*** Opening of Source passage ***
Văn Chấn is a former rural district of Yên Bái province, in the Northeast region of Vietnam. As of 2020, the district had a population of 116,804. The district covers an area of 1,129.90 km^{2}. The district capital lies at Sơn Thịnh.

==Administrative divisions==
Văn Chấn is divided into 24 commune-level sub-divisions, including 3 townships (Nông trường Liên Sơn, Nông trường Trần Phú, Sơn Thịnh) and 21 rural communes (An Lương, Bình Thuận, Cát Thịnh, Chấn Thịnh, Đại Lịch, Đồng Khê, Gia Hội, Minh An, Nậm Búng, Nậm Lành, Nậm Mười, Nghĩa Sơn, Nghĩa Tâm, Sơn Lương, Sùng Đô, Suối Bu, Suối Giàng, Suối Quyền, Tân Thịnh, Thượng Bằng La, Tú Lệ).

==Climate==

Climate data for Văn Chấn, elevation 257 m (843 ft)
*** Close of Source passage ***
## Problem requirements
Reproduce the full text on Văn Chấn district, word for word.
*** Opening of Data provided ***
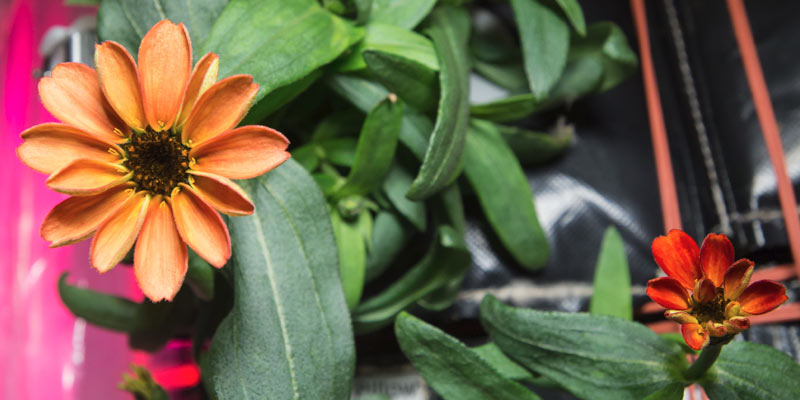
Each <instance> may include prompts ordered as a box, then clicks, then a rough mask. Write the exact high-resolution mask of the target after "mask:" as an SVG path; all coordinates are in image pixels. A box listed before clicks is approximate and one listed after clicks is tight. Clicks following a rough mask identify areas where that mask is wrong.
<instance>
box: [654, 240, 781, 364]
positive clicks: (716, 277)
mask: <svg viewBox="0 0 800 400" xmlns="http://www.w3.org/2000/svg"><path fill="white" fill-rule="evenodd" d="M652 250H653V257H654V258H655V260H656V263H658V266H659V267H661V269H662V270H664V272H665V273H666V274H667V277H663V278H656V279H652V280H650V282H647V295H648V296H650V298H651V299H653V301H655V302H656V303H658V304H661V305H662V306H664V307H665V308H667V311H666V312H665V313H664V315H665V316H666V317H667V318H669V319H671V320H673V321H675V322H678V323H680V324H681V334H682V335H683V339H684V340H685V341H686V344H688V345H689V347H691V348H693V349H695V350H699V349H701V348H703V347H704V346H705V345H706V344H708V342H709V339H710V337H711V336H715V337H722V336H727V335H734V334H737V333H739V332H741V331H743V330H745V329H747V328H749V327H750V320H749V319H747V316H749V315H757V314H764V313H766V312H769V311H772V310H774V309H775V308H777V307H778V306H779V305H781V304H783V303H784V302H785V301H786V300H787V297H786V288H784V287H783V285H781V284H780V283H777V282H773V281H768V280H762V281H758V282H755V283H753V284H752V285H749V286H748V284H749V283H750V276H751V275H752V274H753V262H752V261H750V260H748V259H744V258H742V259H740V260H738V261H736V262H734V258H733V245H732V244H731V242H730V240H728V238H727V237H726V236H725V235H719V234H715V233H710V234H708V236H706V238H705V240H703V246H702V248H698V247H697V243H696V242H695V241H694V240H692V238H691V237H689V235H687V234H686V233H685V232H683V231H681V230H677V229H673V230H671V231H670V232H669V233H668V234H667V235H666V236H659V237H657V238H656V239H655V240H653V247H652Z"/></svg>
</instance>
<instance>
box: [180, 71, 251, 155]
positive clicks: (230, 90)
mask: <svg viewBox="0 0 800 400" xmlns="http://www.w3.org/2000/svg"><path fill="white" fill-rule="evenodd" d="M257 92H258V85H257V84H255V83H253V77H252V76H250V75H234V76H231V77H228V78H225V79H223V80H221V81H219V82H217V83H215V84H214V85H212V86H211V87H210V88H208V90H207V91H206V92H205V93H203V94H202V95H201V96H200V98H199V99H197V103H196V104H195V106H194V108H192V110H191V112H190V113H189V117H188V118H187V119H186V125H185V126H184V127H183V131H182V133H181V135H182V136H181V137H182V138H183V143H185V144H186V145H187V146H189V147H193V146H197V145H198V144H200V143H202V142H204V141H206V140H208V139H211V138H213V137H214V136H217V135H219V134H220V133H222V132H225V131H227V130H228V129H231V128H233V127H234V126H236V124H238V123H239V121H241V120H242V118H244V116H245V115H246V114H247V111H248V110H250V106H252V105H253V100H254V99H255V97H256V93H257Z"/></svg>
*** Close of Data provided ***
## Result for this task
Văn Chấn is a former rural district of Yên Bái province, in the Northeast region of Vietnam. As of 2020, the district had a population of 116,804. The district covers an area of 1,129.90 km^{2}. The district capital lies at Sơn Thịnh.

==Administrative divisions==
Văn Chấn is divided into 24 commune-level sub-divisions, including 3 townships (Nông trường Liên Sơn, Nông trường Trần Phú, Sơn Thịnh) and 21 rural communes (An Lương, Bình Thuận, Cát Thịnh, Chấn Thịnh, Đại Lịch, Đồng Khê, Gia Hội, Minh An, Nậm Búng, Nậm Lành, Nậm Mười, Nghĩa Sơn, Nghĩa Tâm, Sơn Lương, Sùng Đô, Suối Bu, Suối Giàng, Suối Quyền, Tân Thịnh, Thượng Bằng La, Tú Lệ).

==Climate==

Climate data for Văn Chấn, elevation 257 m (843 ft)